WHAT TO PRODUCE
Copy everything in the article on the Georgia General Assembly restart from "That's a shift" down to "no deal yet.", substituting "fiscal year" for "budget year".

PAGE TEXT
________

ATLANTA — Georgia's lieutenant governor is saying “Not so fast” on a proposed June 11 restart date for the General Assembly.
Lt. Gov. Geoff Duncan released a statement Wednesday saying he wants the session to restart on June 15 to give time for lawmakers to get tested for COVID-19 after June 9 primary elections.
That's a shift in position for the first-term Republican, who has been pushing for lawmakers to return to the capitol this month. House Speaker David Ralson, a Blue Ridge Republican, has consistently sought a June 11 restart, saying that will give time for May revenue figures to be finalized before Gov. Brian Kemp has to revise the revenue forecast for the upcoming 2021 budget year.
Ralston has held the upper hand, as Duncan has admitted, because both the speaker and lieutenant governor must agree on a restart date under the terms that the House and Senate used to put the session on hold in March. Ralston has been steaming ahead on the June 11 date, telling House members to plan to be back then in a Tuesday letter, even though Duncan's office repeatedly said there was no deal yet.
Duncan's chief of staff, John Porter, said it would be smart to make sure lawmakers who have been campaigning ahead of the June 9 primary elections aren't infected with coronavirus before the session resumes.

________

RECORDED DATA
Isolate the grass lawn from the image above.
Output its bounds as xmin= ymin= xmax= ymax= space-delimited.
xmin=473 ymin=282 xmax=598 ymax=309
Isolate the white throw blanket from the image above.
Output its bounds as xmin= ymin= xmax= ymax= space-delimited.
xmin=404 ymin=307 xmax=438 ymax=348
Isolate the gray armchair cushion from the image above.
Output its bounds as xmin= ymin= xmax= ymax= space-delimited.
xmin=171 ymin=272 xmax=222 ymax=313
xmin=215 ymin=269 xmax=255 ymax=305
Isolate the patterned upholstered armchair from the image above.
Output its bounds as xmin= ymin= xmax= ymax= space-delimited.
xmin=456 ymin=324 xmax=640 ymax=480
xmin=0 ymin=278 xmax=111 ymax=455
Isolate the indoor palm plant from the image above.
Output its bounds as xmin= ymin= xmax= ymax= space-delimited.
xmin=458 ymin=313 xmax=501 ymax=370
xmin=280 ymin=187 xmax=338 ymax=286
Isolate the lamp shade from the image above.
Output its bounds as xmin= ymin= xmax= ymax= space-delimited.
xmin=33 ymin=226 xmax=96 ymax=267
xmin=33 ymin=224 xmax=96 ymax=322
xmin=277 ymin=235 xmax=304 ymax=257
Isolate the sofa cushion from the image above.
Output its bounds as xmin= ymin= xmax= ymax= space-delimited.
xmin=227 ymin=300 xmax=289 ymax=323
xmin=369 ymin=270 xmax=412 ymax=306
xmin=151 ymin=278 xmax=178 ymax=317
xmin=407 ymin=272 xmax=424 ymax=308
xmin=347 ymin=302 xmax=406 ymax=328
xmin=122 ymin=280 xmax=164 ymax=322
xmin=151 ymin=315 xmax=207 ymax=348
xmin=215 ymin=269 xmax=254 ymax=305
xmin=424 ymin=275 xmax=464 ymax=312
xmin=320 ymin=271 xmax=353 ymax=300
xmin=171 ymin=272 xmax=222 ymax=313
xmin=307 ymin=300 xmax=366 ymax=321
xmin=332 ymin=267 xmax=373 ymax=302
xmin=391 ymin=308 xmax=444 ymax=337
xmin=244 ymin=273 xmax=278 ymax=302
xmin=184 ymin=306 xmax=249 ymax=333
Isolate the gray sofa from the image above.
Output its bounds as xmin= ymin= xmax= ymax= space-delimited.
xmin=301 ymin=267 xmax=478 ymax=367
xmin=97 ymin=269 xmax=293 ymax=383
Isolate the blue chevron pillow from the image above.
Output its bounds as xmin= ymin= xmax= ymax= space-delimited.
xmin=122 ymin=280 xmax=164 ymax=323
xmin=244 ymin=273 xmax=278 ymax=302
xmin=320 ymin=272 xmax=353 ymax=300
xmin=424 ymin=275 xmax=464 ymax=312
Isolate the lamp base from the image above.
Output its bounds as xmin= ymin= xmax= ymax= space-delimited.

________

OUTPUT
That's a shift in position for the first-term Republican, who has been pushing for lawmakers to return to the capitol this month. House Speaker David Ralson, a Blue Ridge Republican, has consistently sought a June 11 restart, saying that will give time for May revenue figures to be finalized before Gov. Brian Kemp has to revise the revenue forecast for the upcoming 2021 fiscal year.
Ralston has held the upper hand, as Duncan has admitted, because both the speaker and lieutenant governor must agree on a restart date under the terms that the House and Senate used to put the session on hold in March. Ralston has been steaming ahead on the June 11 date, telling House members to plan to be back then in a Tuesday letter, even though Duncan's office repeatedly said there was no deal yet.